══ Extracted text ══

Michael Shirzadian lives in Columbus, Ohio, where he studies and teaches rhetoric at Ohio State University. His stories and essays have appeared in Brevity, The Collagist, theNewerYork, Identity Theory, *82 Review, and elsewhere. Before returning to Columbus, he lived in Grants, New Mexico, where he taught high school English, and Boulder, Colorado, where he earned an MFA in fiction. You can contact Michael at michael.shirzadian@gmail.com.
His essay, "Recessional," appeared in Issue Eighty-Three of The Collagist.
Here, Michael Shirzadian talks with interviewer William Hoffacker about dwelling in scene, writing about family, and whittling down the work.
What can you tell us about the origins of your essay “Recessional”? What sparked the initial idea and caused you to start writing the first draft?
Originally “Recessional” was a section of a longer, braided essay, but I couldn’t figure the braids out, couldn’t make it work, so I excised the section and retooled it as flash. I wouldn’t have written it otherwise; I’ve got a journal full of memories and writing ideas about my friend Ben, but every time I try my hand at one of them I end up scrapping the piece. Every time. I think “Recessional” works because it wasn’t originally a piece about Ben. I don’t think it is now, even. It’s a family piece. I started writing the first draft because I needed a scene where my parents actually worked together—I needed that scene in the longer, family essay—and the weekend when Ben died was the first scene to come to mind. It was only after my wonderful CNF workshop—led by the brilliant Lee Martin—mentioned that the braid might make for a strong flash essay that I returned to the piece with an eye on the kind of narrative/thematic closure that a standalone piece demands.

═══
══ Source data ══

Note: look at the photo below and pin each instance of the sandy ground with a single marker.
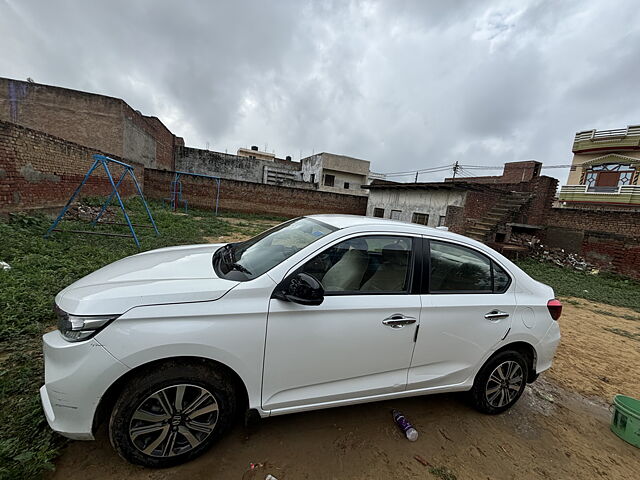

═══

## What you will do
1 > List every publication that the interview names as having carried his stories and essays.
2 > Update the interview by giving everything from "Michael Shirzadian lives" down to "down the work." again, with "Columbus" replaced by "Cleveland".
3 > Write what comes next in the interview about "Recessional," starting after its last sentence.
The material after the interview stands apart from it.

## Results for each task
1 > Brevity, The Collagist, theNewerYork, Identity Theory, *82 Review

2 >
Michael Shirzadian lives in Cleveland, Ohio, where he studies and teaches rhetoric at Ohio State University. His stories and essays have appeared in Brevity, The Collagist, theNewerYork, Identity Theory, *82 Review, and elsewhere. Before returning to Cleveland, he lived in Grants, New Mexico, where he taught high school English, and Boulder, Colorado, where he earned an MFA in fiction. You can contact Michael at michael.shirzadian@gmail.com.
His essay, "Recessional," appeared in Issue Eighty-Three of The Collagist.
Here, Michael Shirzadian talks with interviewer William Hoffacker about dwelling in scene, writing about family, and whittling down the work.

3 >
There are difficult, personal subjects in this essay: suicide, divorce, grief, and imagining your parents during a happier time. When you’re writing about these things, do you allow yourself to imagine how your family might react to reading it? How do you navigate the choppy waters of writing about family in an honest, vulnerable way?
I struggle with this all the time. Part of the reason I struggle is because I never start writing a piece thinking about this kind of reception. There’s something I want to say, maybe need to say, so I say it. It’s on the back end, just before submitting, that I’m forced to wrestle with those choppy waters. The easiest thing at that point is to roll with a pseudonym—which I do often. Too often, maybe. Honestly, “Recessional” doesn’t take on the most sensitive of my CNF obsessions, so I elected, here, to use my real name. Still, I emailed the piece to my mother for publication approval. That’s been super awkward. She gave a curt “ok” and we haven’t discussed the piece since. For me, a piece dies when I get too caught up in considering this kind of reception before the end. Maybe that means I’ll be forever married to the pseudonym. And there are some constellations of words that will never make it off my hard drive. I used to just think fuck it and submit everything and tell myself that the writing comes above all else. But I learned the hard way to take a more nuanced approach. So I’m still working on it, still improvising. I’m very much open to suggestions.
Your entire essay consists of only a little over 400 words. Is it a challenge for you to write with such concision? How do you achieve this economy of language? (Does it require a lot of revision and/or restraint?)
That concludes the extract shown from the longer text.